Zelfs beperkte maatregelen worden tegengehouden

De regering zegt het koopkrachtprobleem te erkennen en dat ze ook iets willen doen om het probleem te verzachten. Begin september beloofde de regering om 200 miljoen € vrij te maken om iets te doen aan de laagste uitkeringen. De uitvoering van die maatregel werd meteen geblokkeerd door de werkgeversorganisaties die in ruil voor een stijging van de laagste uitkeringen een verdere daling wensen van hun belastingen. Dit tot groot ongenoegen van het ABVV. De regering heeft ook een aantal kleinere maatregelen genomen om iets te doen aan de hoge energieprijzen voor mensen met een laag inkomen.

 

“We kunnen niets doen”

Terwijl uit een studie van OIVO blijkt dat 53% van de Belgen de dalende koopkracht als het belangrijkste probleem ziet, houden de diverse regeringen zich intussen bezig met hun communautaire spelletjes. De regering stelt dat er geen geld en ruimte is om een antwoord te bieden aan het koopkrachtprobleem en dat er dus keuzes gemaakt moeten worden. Als antwoord op de kritiek van Van De Lanotte op het regeringsbeleid, stelde Vandeurzen in een opiniestuk dat de voedings- en energieprijzen internationaal en conjunctureel worden bepaald en dat geen enkele regering daar een antwoord op kan bieden. Alleen als de economische crisis de ondernemingen en de belangen van de aandeelhouders raakt, lijken regeringen in staat en bereid om iets te doen.

Om in 2009 een overschot van 0,3% op de begroting te kunnen boeken, moet de regering op zoek naar 5 miljard euro. In het verleden werden de gaten in de begroting vaak dichtgereden met eenmalige maatregelen zoals de verkoop van overheidsbezittingen. Leterme stelde echter: “We mogen geen gemakkelijkheidoplossingen kiezen, geen kunstgrepen zoals in het verleden.” Met het oog op de regionale verkiezingen, beloven alle partijen dat de belastingen voor de bevolking en ondernemingen niet zullen stijgen. Hoe en waar ze het geld dan wel zullen vinden, is veel minder duidelijk.

Aangeleverde lijst:

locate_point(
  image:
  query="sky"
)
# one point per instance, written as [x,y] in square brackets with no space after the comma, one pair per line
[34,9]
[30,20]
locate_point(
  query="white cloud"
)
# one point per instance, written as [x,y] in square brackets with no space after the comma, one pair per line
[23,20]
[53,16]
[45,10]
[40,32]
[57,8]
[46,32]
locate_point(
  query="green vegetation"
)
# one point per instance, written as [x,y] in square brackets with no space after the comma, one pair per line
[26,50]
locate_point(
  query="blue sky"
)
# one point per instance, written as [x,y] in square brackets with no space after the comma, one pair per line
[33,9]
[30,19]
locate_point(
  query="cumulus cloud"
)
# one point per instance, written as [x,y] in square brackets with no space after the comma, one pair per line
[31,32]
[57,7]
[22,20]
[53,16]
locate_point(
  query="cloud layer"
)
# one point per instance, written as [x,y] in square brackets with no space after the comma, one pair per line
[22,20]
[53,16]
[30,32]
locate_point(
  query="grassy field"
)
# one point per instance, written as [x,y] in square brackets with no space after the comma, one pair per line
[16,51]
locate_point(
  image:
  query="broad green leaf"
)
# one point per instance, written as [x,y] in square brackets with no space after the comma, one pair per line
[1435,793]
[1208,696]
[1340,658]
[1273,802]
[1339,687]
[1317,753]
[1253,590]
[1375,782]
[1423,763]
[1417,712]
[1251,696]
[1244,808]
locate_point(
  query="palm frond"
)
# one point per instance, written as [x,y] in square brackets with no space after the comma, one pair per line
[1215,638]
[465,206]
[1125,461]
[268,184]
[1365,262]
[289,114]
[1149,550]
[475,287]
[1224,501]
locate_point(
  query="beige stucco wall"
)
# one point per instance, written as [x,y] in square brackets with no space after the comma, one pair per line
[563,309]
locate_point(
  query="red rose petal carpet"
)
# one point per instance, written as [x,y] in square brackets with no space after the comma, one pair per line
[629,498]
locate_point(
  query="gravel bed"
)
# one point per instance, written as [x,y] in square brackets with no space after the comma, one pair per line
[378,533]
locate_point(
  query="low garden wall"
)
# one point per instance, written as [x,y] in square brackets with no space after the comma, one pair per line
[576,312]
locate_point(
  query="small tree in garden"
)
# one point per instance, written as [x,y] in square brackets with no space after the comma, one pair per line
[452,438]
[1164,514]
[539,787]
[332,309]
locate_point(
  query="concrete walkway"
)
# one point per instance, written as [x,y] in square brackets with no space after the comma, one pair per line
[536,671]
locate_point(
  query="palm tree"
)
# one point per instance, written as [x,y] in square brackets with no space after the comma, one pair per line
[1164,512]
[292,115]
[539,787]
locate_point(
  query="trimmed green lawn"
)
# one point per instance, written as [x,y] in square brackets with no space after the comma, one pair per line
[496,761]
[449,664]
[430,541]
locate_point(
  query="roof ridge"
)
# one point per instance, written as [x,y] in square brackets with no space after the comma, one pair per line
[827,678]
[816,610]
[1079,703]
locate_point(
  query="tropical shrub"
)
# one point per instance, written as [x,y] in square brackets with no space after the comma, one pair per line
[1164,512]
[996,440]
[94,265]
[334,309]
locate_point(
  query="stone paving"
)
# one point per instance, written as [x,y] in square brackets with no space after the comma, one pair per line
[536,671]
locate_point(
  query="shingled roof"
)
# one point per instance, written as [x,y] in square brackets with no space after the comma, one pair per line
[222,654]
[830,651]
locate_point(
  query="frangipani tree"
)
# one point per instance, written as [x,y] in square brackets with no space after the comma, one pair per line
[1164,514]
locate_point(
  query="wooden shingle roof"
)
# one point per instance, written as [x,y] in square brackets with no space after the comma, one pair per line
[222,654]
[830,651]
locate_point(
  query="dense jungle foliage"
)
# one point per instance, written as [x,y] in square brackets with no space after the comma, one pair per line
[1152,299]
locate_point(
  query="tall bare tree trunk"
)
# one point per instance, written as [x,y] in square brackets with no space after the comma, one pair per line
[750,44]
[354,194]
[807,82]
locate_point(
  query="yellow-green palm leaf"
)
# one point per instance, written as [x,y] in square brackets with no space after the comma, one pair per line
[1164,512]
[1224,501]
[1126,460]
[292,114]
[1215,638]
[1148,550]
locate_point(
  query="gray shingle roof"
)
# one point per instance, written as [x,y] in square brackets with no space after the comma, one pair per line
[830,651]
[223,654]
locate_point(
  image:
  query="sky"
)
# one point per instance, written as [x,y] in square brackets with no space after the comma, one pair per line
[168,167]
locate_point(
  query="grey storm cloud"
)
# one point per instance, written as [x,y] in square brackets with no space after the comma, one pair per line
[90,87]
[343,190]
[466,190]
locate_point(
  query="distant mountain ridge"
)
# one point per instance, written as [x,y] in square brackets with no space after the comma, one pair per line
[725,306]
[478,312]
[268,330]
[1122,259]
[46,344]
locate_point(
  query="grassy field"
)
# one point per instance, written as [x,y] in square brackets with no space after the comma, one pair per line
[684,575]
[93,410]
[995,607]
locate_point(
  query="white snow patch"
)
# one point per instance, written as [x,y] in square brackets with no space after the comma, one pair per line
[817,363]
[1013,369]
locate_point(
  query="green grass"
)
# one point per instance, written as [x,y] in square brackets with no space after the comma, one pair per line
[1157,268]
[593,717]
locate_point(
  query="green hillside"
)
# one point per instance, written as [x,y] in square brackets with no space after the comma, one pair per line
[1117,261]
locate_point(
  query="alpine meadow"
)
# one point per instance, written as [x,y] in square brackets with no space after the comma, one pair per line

Wat te doen:
• 1. Neem uit de tekst over de koopkracht alles van "Om in 2009 een" tot en met "veel minder duidelijk." over, maar verwissel "eenmalige maatregelen" voor "tijdelijke ingrepen".
• 2. Schrijf de tekst over de koopkracht verder vanaf het punt waar die ophoudt.

Resultaten op volgorde:
• 1.
Om in 2009 een overschot van 0,3% op de begroting te kunnen boeken, moet de regering op zoek naar 5 miljard euro. In het verleden werden de gaten in de begroting vaak dichtgereden met tijdelijke ingrepen zoals de verkoop van overheidsbezittingen. Leterme stelde echter: “We mogen geen gemakkelijkheidoplossingen kiezen, geen kunstgrepen zoals in het verleden.” Met het oog op de regionale verkiezingen, beloven alle partijen dat de belastingen voor de bevolking en ondernemingen niet zullen stijgen. Hoe en waar ze het geld dan wel zullen vinden, is veel minder duidelijk.

• 2.
SP.a: niet anders

Onmiddellijk doken voorstellen van werkgeversorganisaties op om te snijden in het overheidsapparaat en de inkomsten daarvan te gebruiken om de lasten te verlagen. Dit voorstel werd uiteraard meteen gesteund door de liberalen. Vreemd genoeg reageerde Gennez (SP.a) op het voorstel van VLD om het aantal ambtenaren te verminderen met de tegenvraag waarop de VLD wachtte om reeds te beginnen met het afbraakbeleid. Niet alleen probeert de SP.a op communautair vlak in te spelen op de dominante opvattingen over Franstaligen, maar blijkbaar moeten ook de ambtenaren er aan geloven. Wie had gehoopt dat de SP.a in de oppositie linkser uit de hoek zou komen, is er aan voor de moeite.

 

Zijn de Franstalige partijen anders?

Langs Franstalige kant beweren alle partijen op te komen voor meer koopkracht. Zijn pakweg de PS en CDH dan zoveel socialer? Als we kijken naar het beleid van beide partijen in de Franstalige Gemeenschap en het Waalse Gewest, weten we wel beter. Er kwam een reeks positieve maatregelen zoals gratis openbaar vervoer voor kinderen tot 12 jaar en halve prijs voor wie onder de 24 jaar is. Alleen wegen deze maatregelen niet op tegen de cadeaus aan het patronaat. Het CDH stelt dat het ernaar streeft dat de patronale lasten op de laagste lonen volledig verdwijnen tegen 2011. Ecolo houdt zich op de vlakte, in de strijd tussen PS en MR eten de groenen graag van twee walletjes.

 

Alles voor de winst

De traditionele partijen willen samen met de patroons in eerste instantie de winstmarges van de bedrijven veilig stellen. Het argument dat ze naar voor schuiven is het behoud van de werkgelegenheid. Het doel van een onderneming is niet om banen te creëren, maar om winst te creëren voor haar aandeelhouders. Het VBO stelt dat het betreurt dat de vakbonden door vandaag meer koopkracht te eisen, alleen maar aan de korte termijn denken en niet aan de toekomst van hun leden. Het is vreemd om dat te horen van een patroonsorganisatie op een moment dat de fundamenten van het financieel systeem op instorten staan door het korte termijndenken van hun leden.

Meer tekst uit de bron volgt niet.